— CHALLENGE —
Write out the whole of the material exactly.

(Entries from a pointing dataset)
.....
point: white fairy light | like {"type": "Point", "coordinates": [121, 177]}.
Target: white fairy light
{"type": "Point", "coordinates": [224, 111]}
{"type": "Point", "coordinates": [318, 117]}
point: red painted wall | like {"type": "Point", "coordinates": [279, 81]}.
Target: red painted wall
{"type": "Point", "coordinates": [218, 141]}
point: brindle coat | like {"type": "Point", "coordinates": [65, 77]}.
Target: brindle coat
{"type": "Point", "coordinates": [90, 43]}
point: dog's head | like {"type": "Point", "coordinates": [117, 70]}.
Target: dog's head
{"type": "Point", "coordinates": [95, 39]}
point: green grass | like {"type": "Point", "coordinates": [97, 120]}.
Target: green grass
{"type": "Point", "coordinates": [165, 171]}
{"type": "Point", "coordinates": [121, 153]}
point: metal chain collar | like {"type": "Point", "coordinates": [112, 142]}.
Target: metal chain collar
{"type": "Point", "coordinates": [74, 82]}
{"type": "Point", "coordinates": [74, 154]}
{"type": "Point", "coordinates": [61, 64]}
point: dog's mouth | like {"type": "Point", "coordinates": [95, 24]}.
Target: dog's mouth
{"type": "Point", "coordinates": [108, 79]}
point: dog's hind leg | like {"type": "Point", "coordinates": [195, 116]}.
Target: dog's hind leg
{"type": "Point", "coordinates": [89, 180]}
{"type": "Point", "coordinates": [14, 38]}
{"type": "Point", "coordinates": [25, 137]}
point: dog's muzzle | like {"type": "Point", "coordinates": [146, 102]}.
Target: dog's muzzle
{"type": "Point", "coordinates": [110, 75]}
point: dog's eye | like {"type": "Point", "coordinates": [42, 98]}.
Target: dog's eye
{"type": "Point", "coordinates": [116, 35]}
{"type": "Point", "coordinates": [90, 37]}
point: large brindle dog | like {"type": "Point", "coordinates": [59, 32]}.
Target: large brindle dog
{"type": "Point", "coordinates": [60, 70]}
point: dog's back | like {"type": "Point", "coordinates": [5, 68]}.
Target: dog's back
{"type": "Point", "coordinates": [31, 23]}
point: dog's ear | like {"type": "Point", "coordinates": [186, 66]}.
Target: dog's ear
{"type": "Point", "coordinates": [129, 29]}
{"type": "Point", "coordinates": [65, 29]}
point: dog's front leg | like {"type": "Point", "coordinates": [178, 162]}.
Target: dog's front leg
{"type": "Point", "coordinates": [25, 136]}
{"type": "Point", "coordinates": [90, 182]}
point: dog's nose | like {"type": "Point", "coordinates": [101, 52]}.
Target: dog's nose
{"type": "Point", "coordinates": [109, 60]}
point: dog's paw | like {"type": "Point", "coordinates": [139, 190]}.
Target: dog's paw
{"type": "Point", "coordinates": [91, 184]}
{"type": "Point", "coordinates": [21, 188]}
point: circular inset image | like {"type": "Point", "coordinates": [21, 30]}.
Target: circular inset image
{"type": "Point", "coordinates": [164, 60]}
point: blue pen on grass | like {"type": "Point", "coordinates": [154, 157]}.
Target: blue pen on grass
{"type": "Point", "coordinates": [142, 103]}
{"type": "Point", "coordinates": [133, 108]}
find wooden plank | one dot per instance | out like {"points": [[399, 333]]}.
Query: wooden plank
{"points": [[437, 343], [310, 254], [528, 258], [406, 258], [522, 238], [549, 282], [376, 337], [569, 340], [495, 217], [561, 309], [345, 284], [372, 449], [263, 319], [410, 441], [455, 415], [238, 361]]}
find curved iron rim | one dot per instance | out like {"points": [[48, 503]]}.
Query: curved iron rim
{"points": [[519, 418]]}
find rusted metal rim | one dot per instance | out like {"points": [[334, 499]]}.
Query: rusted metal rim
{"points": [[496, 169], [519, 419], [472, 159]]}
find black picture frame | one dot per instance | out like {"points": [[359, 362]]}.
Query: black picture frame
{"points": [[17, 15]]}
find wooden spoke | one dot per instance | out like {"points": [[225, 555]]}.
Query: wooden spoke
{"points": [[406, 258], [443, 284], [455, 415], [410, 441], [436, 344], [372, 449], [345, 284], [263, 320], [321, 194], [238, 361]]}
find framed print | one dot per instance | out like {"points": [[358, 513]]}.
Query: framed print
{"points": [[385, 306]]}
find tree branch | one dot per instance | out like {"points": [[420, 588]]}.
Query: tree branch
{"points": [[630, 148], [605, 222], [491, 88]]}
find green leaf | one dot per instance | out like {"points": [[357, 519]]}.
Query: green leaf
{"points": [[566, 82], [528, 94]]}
.....
— TASK RESPONSE —
point: white fairy light | like {"type": "Point", "coordinates": [121, 177]}.
Target: white fairy light
{"type": "Point", "coordinates": [224, 111]}
{"type": "Point", "coordinates": [318, 117]}
point: red painted wall | like {"type": "Point", "coordinates": [279, 81]}.
Target: red painted wall
{"type": "Point", "coordinates": [218, 141]}
point: brindle coat | like {"type": "Point", "coordinates": [65, 77]}.
Target: brindle coat
{"type": "Point", "coordinates": [90, 43]}
point: dog's head | like {"type": "Point", "coordinates": [117, 70]}.
Target: dog's head
{"type": "Point", "coordinates": [95, 39]}
point: green grass | like {"type": "Point", "coordinates": [97, 120]}.
Target: green grass
{"type": "Point", "coordinates": [165, 171]}
{"type": "Point", "coordinates": [121, 153]}
point: metal chain collar | like {"type": "Point", "coordinates": [112, 142]}.
Target: metal chain collar
{"type": "Point", "coordinates": [74, 82]}
{"type": "Point", "coordinates": [74, 154]}
{"type": "Point", "coordinates": [61, 64]}
point: dog's mouth | like {"type": "Point", "coordinates": [95, 24]}.
Target: dog's mouth
{"type": "Point", "coordinates": [108, 79]}
point: dog's hind leg | like {"type": "Point", "coordinates": [195, 116]}.
Target: dog's hind leg
{"type": "Point", "coordinates": [89, 180]}
{"type": "Point", "coordinates": [14, 38]}
{"type": "Point", "coordinates": [25, 137]}
point: dog's muzzle | like {"type": "Point", "coordinates": [146, 102]}.
Target: dog's muzzle
{"type": "Point", "coordinates": [110, 75]}
point: dog's eye | like {"type": "Point", "coordinates": [42, 98]}.
Target: dog's eye
{"type": "Point", "coordinates": [116, 35]}
{"type": "Point", "coordinates": [90, 37]}
point: large brindle dog | like {"type": "Point", "coordinates": [59, 32]}.
Target: large brindle dog
{"type": "Point", "coordinates": [60, 70]}
point: dog's back | like {"type": "Point", "coordinates": [5, 68]}.
Target: dog's back
{"type": "Point", "coordinates": [31, 23]}
point: dog's ear | like {"type": "Point", "coordinates": [186, 66]}.
Target: dog's ear
{"type": "Point", "coordinates": [129, 29]}
{"type": "Point", "coordinates": [65, 29]}
point: dog's front leg | like {"type": "Point", "coordinates": [178, 162]}.
Target: dog's front leg
{"type": "Point", "coordinates": [25, 136]}
{"type": "Point", "coordinates": [90, 182]}
point: dog's nose | like {"type": "Point", "coordinates": [101, 52]}.
Target: dog's nose
{"type": "Point", "coordinates": [109, 60]}
point: dog's paw | like {"type": "Point", "coordinates": [139, 190]}.
Target: dog's paw
{"type": "Point", "coordinates": [91, 184]}
{"type": "Point", "coordinates": [21, 188]}
point: circular inset image | like {"type": "Point", "coordinates": [21, 30]}.
Target: circular inset image
{"type": "Point", "coordinates": [164, 60]}
point: blue pen on grass | like {"type": "Point", "coordinates": [154, 157]}.
Target: blue pen on grass
{"type": "Point", "coordinates": [142, 103]}
{"type": "Point", "coordinates": [133, 108]}
find wooden plank | one dot per instance | out like {"points": [[399, 333]]}.
Query: wooden plank
{"points": [[437, 343], [310, 254], [528, 258], [406, 258], [522, 238], [549, 282], [376, 337], [569, 340], [495, 217], [561, 309], [345, 284], [372, 449], [263, 319], [410, 441], [455, 415], [238, 361]]}
find curved iron rim | one dot per instance | out like {"points": [[48, 503]]}.
Query: curved iron rim
{"points": [[519, 418]]}
find rusted metal rim | one dot per instance | out like {"points": [[334, 499]]}.
Query: rusted metal rim
{"points": [[496, 169], [519, 419], [472, 159]]}
find black picture frame | one dot per instance | out like {"points": [[359, 362]]}.
Query: black picture frame
{"points": [[17, 15]]}
find wooden spoke | one dot per instance | out like {"points": [[225, 555]]}.
Query: wooden spoke
{"points": [[406, 258], [443, 284], [455, 415], [410, 441], [436, 344], [372, 449], [345, 284], [263, 320], [321, 194], [238, 361]]}
find framed print | one dot per instance | out like {"points": [[358, 513]]}.
Query: framed print
{"points": [[385, 306]]}
find tree branch | one dot per instance | out like {"points": [[420, 588]]}.
Query: tree branch
{"points": [[630, 148], [605, 222], [491, 88]]}
find green leaf | one dot per instance | out like {"points": [[357, 519]]}.
Query: green leaf
{"points": [[566, 82], [528, 94]]}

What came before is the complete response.